指示 A — 多様性とクリエイティビティについての文章のうち、「多様性について私が思うのは、」から「変わるのではないでしょうか。」までを、末尾の語句も含めて一字一句そのまま書き写してください。

文書本文 —
大島ももあ/読売広告社 マーケットデザインユニット 総合クリエイティブセンター 関西統合クリエイティブルーム
太田麻衣子/博報堂 執行役員 エグゼクティブクリエイティブディレクター
梅澤宏徳/ソウルドアウト エリアビジネス本部 エリアマネージメントグループ 雲南市ソーシャルチャレンジ特命官
須藤晃史/Hakuhodo DY ONE 第五アカウント本部 シニアマネージャー 兼 第二アカウント須藤局 局長
迎田章男/博報堂 取締役常務執行役員
(※登壇順)
私は日本広告業協会(JAAA)の第53回懸賞論文の新人部門で賞をいただきました。『私たちは今、bad girlたちになにを語りかけるべきか。』というテーマで、今の社会を生きる若い女性たちに対して、私たち広告会社が何を伝えるべきか、何を伝えたら彼女たちをエンパワーメントできるかについて考察しました。個人的にもとても関心のあるテーマだったので、論文にすることができて嬉しく思っています。
多様性について私が思うのは、「多様性を認めましょう」とか「多様性を作りましょう」という話ではないということです。世界はすでに多様であり、多様性はここに存在しているものです。それでもなぜ多様性や違いが議題に上がるのか。それは、「こうあるべき」という抑圧や、「これが当たり前」というステレオタイプな考え方が、社会において無意識に存在しているからだと思います。こうした抑圧に負けると、自分らしく生きることが難しくなります。しかし、その抑圧を破り、自分らしく生きられるようになったとき、違いは力に変わるのではないでしょうか。
私が伝えたいメッセージは、「皆さん、自分らしく生きましょう!」。
「多様性とクリエイティビティ」とは、「『こうあるべき』という固定観念を捨てること」だと思います。それが、違いを力に変えるために最も大切なことだと信じています。

指示 B — 下の一覧の全行を一字も変えずに書き出してください。画像は回答に入れないでください。

提供情報 —

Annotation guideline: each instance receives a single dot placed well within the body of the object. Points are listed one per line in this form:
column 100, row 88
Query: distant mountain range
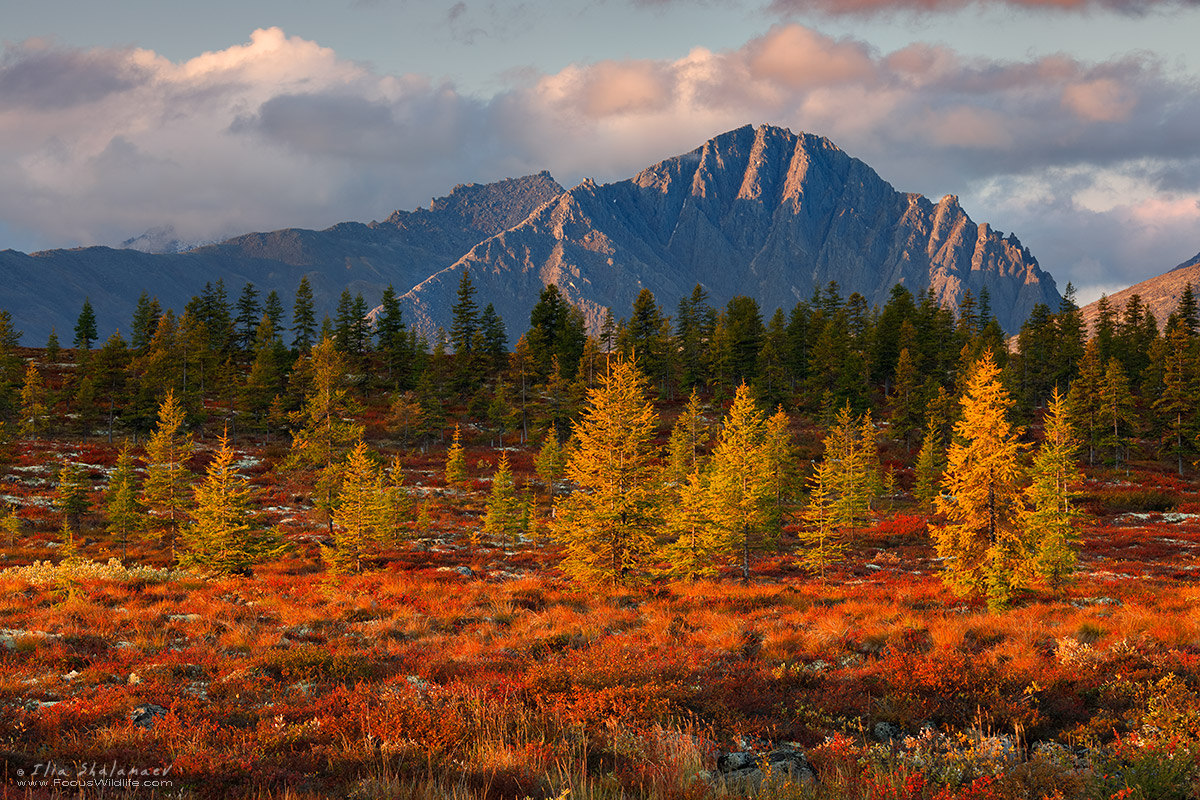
column 1161, row 293
column 762, row 212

回答 A —
多様性について私が思うのは、「多様性を認めましょう」とか「多様性を作りましょう」という話ではないということです。世界はすでに多様であり、多様性はここに存在しているものです。それでもなぜ多様性や違いが議題に上がるのか。それは、「こうあるべき」という抑圧や、「これが当たり前」というステレオタイプな考え方が、社会において無意識に存在しているからだと思います。こうした抑圧に負けると、自分らしく生きることが難しくなります。しかし、その抑圧を破り、自分らしく生きられるようになったとき、違いは力に変わるのではないでしょうか。

回答 B —
Annotation guideline: each instance receives a single dot placed well within the body of the object. Points are listed one per line in this form:
column 100, row 88
Query: distant mountain range
column 1161, row 293
column 762, row 212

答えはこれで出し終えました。